§ **Exercise**
Which lines in the entries below contain the word "cabinet"? Copy each of them in full.
START Input for this task
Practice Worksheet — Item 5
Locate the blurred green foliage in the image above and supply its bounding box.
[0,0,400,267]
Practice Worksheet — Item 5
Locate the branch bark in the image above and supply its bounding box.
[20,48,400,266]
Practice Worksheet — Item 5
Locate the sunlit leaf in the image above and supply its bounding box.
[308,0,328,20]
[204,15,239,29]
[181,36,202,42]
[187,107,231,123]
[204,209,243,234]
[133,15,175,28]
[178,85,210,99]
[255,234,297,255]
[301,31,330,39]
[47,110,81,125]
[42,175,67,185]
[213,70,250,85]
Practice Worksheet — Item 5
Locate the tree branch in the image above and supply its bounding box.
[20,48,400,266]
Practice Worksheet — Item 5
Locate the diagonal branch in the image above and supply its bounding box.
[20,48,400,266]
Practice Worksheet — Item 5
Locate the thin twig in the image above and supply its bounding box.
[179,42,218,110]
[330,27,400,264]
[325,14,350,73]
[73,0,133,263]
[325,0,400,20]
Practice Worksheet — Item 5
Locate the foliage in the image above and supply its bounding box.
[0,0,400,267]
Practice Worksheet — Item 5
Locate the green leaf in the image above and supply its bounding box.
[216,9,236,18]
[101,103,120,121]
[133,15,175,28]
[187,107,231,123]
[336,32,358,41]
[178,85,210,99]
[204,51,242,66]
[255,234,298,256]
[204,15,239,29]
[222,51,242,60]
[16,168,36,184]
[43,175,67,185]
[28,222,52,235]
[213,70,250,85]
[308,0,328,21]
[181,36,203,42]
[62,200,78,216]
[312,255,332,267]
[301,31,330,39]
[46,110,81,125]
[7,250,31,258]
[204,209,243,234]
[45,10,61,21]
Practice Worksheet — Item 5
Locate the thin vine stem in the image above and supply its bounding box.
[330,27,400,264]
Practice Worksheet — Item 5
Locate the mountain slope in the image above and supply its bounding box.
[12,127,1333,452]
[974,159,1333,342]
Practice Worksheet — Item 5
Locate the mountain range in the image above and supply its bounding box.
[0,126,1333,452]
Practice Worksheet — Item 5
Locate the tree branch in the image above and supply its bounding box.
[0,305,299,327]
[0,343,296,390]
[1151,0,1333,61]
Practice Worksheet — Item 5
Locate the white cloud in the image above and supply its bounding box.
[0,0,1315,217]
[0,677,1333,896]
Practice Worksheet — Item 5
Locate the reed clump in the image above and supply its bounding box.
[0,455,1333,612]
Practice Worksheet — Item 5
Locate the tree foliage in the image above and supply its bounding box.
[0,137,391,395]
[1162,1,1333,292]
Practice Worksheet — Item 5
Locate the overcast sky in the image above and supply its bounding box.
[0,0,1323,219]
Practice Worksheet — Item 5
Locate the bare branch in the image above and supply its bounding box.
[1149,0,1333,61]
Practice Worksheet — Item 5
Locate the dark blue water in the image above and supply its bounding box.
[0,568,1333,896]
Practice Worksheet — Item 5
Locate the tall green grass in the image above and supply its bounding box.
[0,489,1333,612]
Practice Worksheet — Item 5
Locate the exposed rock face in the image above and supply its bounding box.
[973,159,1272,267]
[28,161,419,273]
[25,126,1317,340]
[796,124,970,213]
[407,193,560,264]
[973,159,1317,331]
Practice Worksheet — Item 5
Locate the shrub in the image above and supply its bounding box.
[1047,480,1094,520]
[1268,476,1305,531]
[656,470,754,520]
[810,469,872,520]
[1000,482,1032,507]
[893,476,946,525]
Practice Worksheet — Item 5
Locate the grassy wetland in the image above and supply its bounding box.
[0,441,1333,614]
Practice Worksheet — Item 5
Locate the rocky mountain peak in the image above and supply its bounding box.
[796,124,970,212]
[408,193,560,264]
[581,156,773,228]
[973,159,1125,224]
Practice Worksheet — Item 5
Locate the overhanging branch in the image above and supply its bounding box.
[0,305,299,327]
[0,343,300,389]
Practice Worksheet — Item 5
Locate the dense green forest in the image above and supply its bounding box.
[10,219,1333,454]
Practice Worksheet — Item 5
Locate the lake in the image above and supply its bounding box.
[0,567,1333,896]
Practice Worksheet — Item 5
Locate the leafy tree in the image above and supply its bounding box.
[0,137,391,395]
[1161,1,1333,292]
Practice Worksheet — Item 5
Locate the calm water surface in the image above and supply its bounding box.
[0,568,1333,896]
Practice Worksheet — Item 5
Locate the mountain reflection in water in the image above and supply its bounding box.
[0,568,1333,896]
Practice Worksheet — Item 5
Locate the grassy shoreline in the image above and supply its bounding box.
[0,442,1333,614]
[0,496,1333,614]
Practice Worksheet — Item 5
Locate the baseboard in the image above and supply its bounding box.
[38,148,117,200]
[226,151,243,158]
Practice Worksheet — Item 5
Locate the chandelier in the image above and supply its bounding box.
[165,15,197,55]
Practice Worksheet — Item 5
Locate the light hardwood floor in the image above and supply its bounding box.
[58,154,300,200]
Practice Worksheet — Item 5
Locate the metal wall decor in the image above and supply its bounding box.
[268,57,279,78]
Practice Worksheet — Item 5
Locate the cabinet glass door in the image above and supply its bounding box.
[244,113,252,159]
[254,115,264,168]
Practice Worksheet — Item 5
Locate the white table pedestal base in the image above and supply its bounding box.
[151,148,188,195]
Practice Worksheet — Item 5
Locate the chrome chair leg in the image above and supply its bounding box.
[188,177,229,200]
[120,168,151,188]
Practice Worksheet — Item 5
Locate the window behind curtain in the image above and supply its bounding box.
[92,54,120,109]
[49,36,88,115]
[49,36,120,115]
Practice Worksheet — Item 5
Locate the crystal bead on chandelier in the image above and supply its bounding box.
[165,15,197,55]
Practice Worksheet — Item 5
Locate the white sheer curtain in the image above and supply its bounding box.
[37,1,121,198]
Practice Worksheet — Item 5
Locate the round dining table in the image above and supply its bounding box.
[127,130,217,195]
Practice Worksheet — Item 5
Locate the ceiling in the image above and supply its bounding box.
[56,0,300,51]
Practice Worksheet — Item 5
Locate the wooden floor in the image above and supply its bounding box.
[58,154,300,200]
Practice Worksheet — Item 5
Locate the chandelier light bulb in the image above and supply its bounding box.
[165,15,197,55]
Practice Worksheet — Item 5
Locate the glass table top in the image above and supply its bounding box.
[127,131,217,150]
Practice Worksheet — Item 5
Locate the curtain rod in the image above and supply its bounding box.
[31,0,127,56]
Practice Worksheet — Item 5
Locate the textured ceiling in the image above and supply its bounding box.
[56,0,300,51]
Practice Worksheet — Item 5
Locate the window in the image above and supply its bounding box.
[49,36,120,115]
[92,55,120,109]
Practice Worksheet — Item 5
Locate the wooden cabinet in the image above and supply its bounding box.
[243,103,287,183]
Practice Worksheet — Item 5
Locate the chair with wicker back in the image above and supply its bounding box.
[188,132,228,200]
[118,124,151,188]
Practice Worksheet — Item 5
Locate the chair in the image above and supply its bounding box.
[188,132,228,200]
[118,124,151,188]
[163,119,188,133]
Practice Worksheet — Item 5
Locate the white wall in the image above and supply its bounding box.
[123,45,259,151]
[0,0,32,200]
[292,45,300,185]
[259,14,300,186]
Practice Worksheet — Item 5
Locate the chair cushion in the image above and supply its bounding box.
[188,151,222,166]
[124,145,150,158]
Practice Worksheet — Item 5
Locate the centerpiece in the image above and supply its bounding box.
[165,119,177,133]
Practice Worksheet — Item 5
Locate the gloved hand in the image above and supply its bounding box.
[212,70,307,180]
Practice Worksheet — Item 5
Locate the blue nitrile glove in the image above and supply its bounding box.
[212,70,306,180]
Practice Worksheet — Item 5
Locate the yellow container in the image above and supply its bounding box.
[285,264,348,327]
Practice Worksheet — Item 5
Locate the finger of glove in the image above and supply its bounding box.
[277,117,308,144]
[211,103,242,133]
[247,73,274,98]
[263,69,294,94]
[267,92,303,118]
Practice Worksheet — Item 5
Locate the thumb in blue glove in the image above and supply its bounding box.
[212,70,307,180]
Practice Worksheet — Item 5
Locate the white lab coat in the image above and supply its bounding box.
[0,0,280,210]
END Input for this task
§ **Full solution**
Locate the cabinet glass door in the image above and supply its bounding box.
Locate the wooden cabinet in the image above and supply its bounding box.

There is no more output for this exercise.